___ GIVEN TEXT

Ethylene (C2H4) is a gaseous plant hormone which determines the time between harvest and senescence. The time from harvest to the climacteric respiratory response is called the 'green life' or pre-climacteric period. Ethylene shortens the pre-climacteric period; at high concentrations, ethylene causes rapid initiation of the climacteric respiratory response and accelerates ripening.
All fruits produce small amounts of ethylene during development and when damaged or stressed. During ripening, climacteric fruits produce larger amounts of ethylene than non climacteric fruits. When ethylene is applied to climacteric fruits, at a concentration as low as 0.1-1.0 ml/l, for 1 day, ripening starts. Once ripening starts, climacteric fruits ripen within 1-2 days.
When non climacteric fruits are exposed to ethylene, fruits show an increased rate of respiration. However, respiration rate falls when ethylene is removed. A rise in respiration rate may occur more than once in non climacteric fruits. However, for climacteric fruits, the climacteric is autocatalytic, that is, once started, the process cannot be stopped until the fruit is ripe.

______
___ EXTRACTED ENTRIES

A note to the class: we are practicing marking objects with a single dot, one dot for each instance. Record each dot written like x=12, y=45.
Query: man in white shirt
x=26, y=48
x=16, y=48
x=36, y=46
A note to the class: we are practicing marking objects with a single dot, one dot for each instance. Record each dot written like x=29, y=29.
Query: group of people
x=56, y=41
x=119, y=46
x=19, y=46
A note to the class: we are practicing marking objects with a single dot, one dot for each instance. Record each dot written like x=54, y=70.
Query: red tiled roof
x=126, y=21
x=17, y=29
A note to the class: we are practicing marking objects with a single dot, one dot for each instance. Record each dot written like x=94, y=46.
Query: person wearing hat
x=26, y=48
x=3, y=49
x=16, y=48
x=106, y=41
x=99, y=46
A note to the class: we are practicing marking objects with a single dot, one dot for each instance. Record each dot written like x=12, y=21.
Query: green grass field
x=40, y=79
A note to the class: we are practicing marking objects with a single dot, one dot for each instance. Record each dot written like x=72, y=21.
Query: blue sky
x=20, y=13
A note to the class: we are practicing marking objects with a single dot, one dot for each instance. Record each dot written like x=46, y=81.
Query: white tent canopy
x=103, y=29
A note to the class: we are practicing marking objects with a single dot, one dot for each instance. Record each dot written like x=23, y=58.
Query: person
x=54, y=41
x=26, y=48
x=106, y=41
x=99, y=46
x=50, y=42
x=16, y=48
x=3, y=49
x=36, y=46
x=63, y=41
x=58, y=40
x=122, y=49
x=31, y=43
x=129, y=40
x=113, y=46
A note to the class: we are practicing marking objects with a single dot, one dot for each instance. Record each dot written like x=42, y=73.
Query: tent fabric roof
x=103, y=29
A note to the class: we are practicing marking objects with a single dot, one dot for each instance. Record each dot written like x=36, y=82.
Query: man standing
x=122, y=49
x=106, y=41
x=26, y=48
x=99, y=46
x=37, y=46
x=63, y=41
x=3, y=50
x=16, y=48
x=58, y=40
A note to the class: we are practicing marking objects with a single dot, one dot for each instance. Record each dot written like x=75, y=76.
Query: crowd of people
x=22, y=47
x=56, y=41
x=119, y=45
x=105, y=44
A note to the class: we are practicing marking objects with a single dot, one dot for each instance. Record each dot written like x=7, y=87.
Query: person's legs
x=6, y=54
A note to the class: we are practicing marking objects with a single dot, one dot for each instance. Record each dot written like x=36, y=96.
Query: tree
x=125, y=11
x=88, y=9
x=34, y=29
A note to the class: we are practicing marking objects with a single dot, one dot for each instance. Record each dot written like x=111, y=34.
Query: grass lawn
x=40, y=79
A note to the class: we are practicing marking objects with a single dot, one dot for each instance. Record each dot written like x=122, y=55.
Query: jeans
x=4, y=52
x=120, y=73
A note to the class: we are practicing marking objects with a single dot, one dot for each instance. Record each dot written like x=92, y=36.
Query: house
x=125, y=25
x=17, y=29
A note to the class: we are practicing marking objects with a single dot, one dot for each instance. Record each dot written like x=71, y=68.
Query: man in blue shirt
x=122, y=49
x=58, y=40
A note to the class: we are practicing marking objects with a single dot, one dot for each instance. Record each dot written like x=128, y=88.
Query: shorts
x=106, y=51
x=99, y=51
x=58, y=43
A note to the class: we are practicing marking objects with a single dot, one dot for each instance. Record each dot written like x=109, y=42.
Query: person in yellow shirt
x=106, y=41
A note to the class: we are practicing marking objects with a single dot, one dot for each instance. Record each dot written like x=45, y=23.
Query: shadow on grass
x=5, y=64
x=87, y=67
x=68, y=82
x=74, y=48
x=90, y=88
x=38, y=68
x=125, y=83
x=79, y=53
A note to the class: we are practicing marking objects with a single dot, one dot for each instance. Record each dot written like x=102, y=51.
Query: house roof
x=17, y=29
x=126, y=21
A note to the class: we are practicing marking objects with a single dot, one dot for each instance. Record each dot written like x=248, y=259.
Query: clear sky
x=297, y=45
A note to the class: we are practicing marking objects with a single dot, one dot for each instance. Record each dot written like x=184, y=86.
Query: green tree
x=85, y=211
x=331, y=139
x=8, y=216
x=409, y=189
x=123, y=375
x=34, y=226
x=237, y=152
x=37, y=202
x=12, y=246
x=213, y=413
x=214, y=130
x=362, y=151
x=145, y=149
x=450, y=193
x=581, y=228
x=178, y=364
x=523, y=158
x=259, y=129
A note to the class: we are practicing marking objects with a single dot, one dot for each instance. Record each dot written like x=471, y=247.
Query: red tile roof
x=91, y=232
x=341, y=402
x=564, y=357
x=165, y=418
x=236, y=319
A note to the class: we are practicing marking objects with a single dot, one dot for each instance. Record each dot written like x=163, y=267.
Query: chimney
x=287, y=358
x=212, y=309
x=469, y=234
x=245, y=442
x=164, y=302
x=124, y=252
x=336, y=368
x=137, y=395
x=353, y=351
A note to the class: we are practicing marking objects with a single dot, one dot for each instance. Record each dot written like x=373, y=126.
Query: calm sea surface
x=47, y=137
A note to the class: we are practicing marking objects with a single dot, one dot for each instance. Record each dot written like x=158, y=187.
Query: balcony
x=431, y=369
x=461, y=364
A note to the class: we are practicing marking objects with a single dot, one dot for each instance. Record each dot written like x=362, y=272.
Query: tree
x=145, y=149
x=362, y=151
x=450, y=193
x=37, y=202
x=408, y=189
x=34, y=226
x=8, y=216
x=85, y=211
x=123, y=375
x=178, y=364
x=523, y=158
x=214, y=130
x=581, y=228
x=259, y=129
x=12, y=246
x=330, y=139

______

Carry the passage on ethylene and fruit ripening forward from its last sentence. The entries are separate material and have no connection to the passage on ethylene and fruit ripening.

## RESPONSE TO THE TASK:
Poor storage methods allow a increase of ethylene, stimulate the climacteric response, and reduce the ripening period. For example, plastic sheets placed over stacks of fruit for shade increase the level of ethylene within the plantain stack and increase the rate of ripening. Therefore, store plantain in thatched or ventilated areas to prevent the increase of ethylene. Also, do not store unripe fruits with ripe fruits. During the pre-climacteric period, fruits are less susceptible to physical damage and pathological attack. This is the best time for handling, transportation, and marketing.
Mechanical damage is a physical factor affecting ripening. Fruit damage during handling generates ethylene. If ethylene production is sufficient to start the climacteric respiratory response, fruit immediately starts to ripen. Damage can also reduce ripening period by causing moisture loss. The effect of damage can easily be measured by recording fruit weight loss over time. Cuts and abrasions on the surface membrane cause the most weight loss. After harvest, fruits lose the ability to repair ruptured peel.
Surface to volume ratio:
The ratio between surface area and volume determines the rate of water loss. Greater the surface to volume ratio, there is a shorter the postharvest life. A leaf which has two large surfaces with little volume loses moisture faster than a fruit. Large fruits lose less water than small fruits.
Fruits with thin peel lose more water, a higher peel permeability leads to a higher rate of water loss and a faster ripening rate. Also, fruits with thick peel, for example melons, withstand damage better than fruits with thin peel, such as tomatoes.
A higher density of stomata may cause a higher rate of water loss, which accelerates ripening. French plantain cultivar Obino l'Ewai has a more dense arrangement of stomata than other cultivars.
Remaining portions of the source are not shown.